• _Exercises_:
1: List every character code given in the notes below on the Javanese script converter, along with the vowel each one stands for.
2: Translate this sentence from the Javanese script converter notes below into French: "And that's why I built this converter in the first place: to enjoy the beauty of the Javanese script."

• _Quoted passage_:
=======

In real Javanese (as said, not supported by this converter),
there are fewer clusters consonant-consonant, there probably
aren't any threefold sequences of consonants, like str in
European languages. For final h, r and ng without a following
vowel, special diacritics exist, so no pangkon is used for
those in Javanese.
To overcome this difficulty, pangkon is only used optionally
(--pangkon or -p). The default is not to use it, interpreting
the lack of a dependent vowel sign as indeed a missing vowel.
That means the letter a after a consonant must now be implicitly
written. For that I use code b4 for long a. This is similar to
what I did earlier in ina-Deva.c . Of course, this defies the
logic of Brahmic scripts, but results in more beautiful converted
text. And that's why I built this converter in the first place:
to enjoy the beauty of the Javanese script.
Yet another reason why the use of pangkon causes problems, is
that I use spaces between words. After a word that ends in a
consonant, and before the space (or comma, stop, etc.) that
follows, I have to insert a pangkon to indicate there is now vowel
'a'. This pangkon will be displayed as a separate sign. In real
Javanese, that happens only at the end of a sentence, because
real Javanese in Javanese script uses no spaces between the words.
(Javanese in Latin script does use them.)
Quote from
https://en.wikipedia.org/wiki/Javanese_script#Characteristics
"Text is written from left to right and without word boundaries
(Scriptio continua)."
https://en.wikipedia.org/wiki/Scriptio_continua, more specifically
https://en.wikipedia.org/wiki/Scriptio_continua#Javanese_script .
Compare:
https://en.wikipedia.org/wiki/Javanese_script#Font
Is that the same, and the same in all fonts?
VOWELS E AND O - DEPENDENT SYMBOLS
Until April 8/9, 2020 -- and it will remain the default --
for the vowel 'e' I used hexadecimal A9BC, Javanese vowel sign
pepet. That is not really correct, as it seems to indicate a
shwa-like vowel in Javanese, which in Interlingua should not be
sounded (although it sometimes is).
Also, for the vowel o, I use code A9B5, Javanese vowel sign tolong.

=======

• _Extracted records_:
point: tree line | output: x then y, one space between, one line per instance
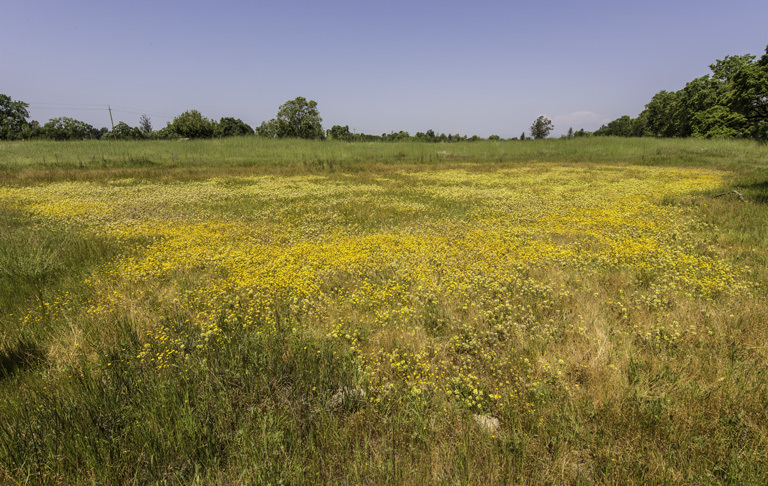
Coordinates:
298 118
731 102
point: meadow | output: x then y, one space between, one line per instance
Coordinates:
250 311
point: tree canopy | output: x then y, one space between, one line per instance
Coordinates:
13 118
299 118
541 127
731 102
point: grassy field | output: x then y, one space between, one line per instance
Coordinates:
249 311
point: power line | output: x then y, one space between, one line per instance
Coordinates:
86 107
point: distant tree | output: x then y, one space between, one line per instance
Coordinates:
65 128
192 124
13 118
337 132
620 127
267 129
232 127
299 118
749 97
719 122
123 131
541 127
145 125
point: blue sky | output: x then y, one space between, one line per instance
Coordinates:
481 67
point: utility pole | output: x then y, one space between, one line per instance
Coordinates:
112 122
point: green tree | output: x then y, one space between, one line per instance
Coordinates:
299 118
145 125
232 127
749 97
660 114
192 124
541 127
123 131
337 132
620 127
13 118
267 129
65 128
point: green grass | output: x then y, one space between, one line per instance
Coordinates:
27 159
285 406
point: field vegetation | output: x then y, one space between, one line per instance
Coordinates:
260 311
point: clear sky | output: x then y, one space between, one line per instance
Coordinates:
481 67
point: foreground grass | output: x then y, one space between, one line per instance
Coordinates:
356 323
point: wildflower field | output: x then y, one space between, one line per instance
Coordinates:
416 315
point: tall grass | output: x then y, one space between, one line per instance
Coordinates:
614 380
20 159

=======

• _Per-task answers_:
1:
- b4: long a
- A9BC (Javanese vowel sign pepet): the vowel e
- A9B5 (Javanese vowel sign tolong): the vowel o

2: Et c'est pour cela que j'ai créé ce convertisseur au départ : pour profiter de la beauté de l'écriture javanaise.